Le premier ministre a confirmé le refus de son gouvernement d’augmenter l’âge légal de départ à la retraite et de diminuer les retraites, comme l’avait promis le gouvernement précédent. Il a aussi annoncé le financement de la sécurité sociale et des retraites par un fond spécial qui gérera les propriétés de l’Etat et les ressources minières et pétrolières.

Sur le front social, la fin de la déréglementation du marché du travail et la restauration des conventions collectives sera accompagnée par des mesures de protection contre les licenciements groupés. Tsipras a annoncé aussi le relèvement du SMIC à 751 euros mensuels graduellement d’ici 2016 et non pas immédiatement comme il l’avait laissé entendre pendant la campagne. Il s’agit d’un gage donné aux créanciers en vue de la négociation de l’Eurogroupe de ce mercredi.

Les propositions sur la table

En effet la proposition grecque consiste à raisonner en deux temps. Une période de transition d’ici juin, pendant laquelle la Grèce pourra compter sur un financement exceptionnel pour mettre au point un projet complet, puis une période longue de 3,5 ans pour sa mise en œuvre. Pour ce faire la Grèce propose à ses partenaires les conditions suivantes :
– pendant la période transitoire les deux parties ne procèderont pas à des actions unilatérales (p.e. arrêter d’assurer les liquidités des banques grecques de la part de la BCE ou arrêter de payer ses obligations pour la Grèce).

======

§ CONSIGNE
Prolongez le texte sur le programme du gouvernement grec et ses propositions aux créanciers, en reprenant après sa dernière phrase.

§ DONNÉES
======

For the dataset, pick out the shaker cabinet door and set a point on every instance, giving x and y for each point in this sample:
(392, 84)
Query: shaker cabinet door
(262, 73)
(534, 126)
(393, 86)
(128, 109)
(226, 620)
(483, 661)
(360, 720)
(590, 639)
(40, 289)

======

§ RÉPONSE RÉDIGÉE
– le financement de la période de transition jusqu’en juin ne pèsera pas sur les contribuables européens mais sera basé sur le remboursement des profits effectués par les  banques centrales de la zone euro sur la dette grecque (1,9 milliard d’euros) et l’extension de la capacité d’endettement du gouvernement grec fixée par ses créanciers à 15 milliards d’euros en 2015.
– après la période de transition le gouvernement s’engage à respecter un budget à l’équilibre mais sans la supervision extérieure de la Troïka (et non pas excédentaire comme le prévoyait le Mémorandum).
– l’une des priorités du gouvernement sera la lutte contre la corruption et l’évasion fiscale.

De l’autre côté Jean-Claude Jucker joue les médiateurs. Selon des fuites de la presse grecque sa proposition est loin de celle de Syriza mais plus près que la position allemande. Jucker propose :
– la prolongation du programme actuel de refinancement de la dette grecque qui se termine en principe le 28 février pour quatre mois, sans l’imposition des nouvelles mesures (« reformes »). Mais pour qu’il y ait cette prolongation il faut que la Grèce en fasse la demande, ce que le gouvernement de Syriza refuse pour l’instant déclarant sur tous les tons que la « Troïka est morte ».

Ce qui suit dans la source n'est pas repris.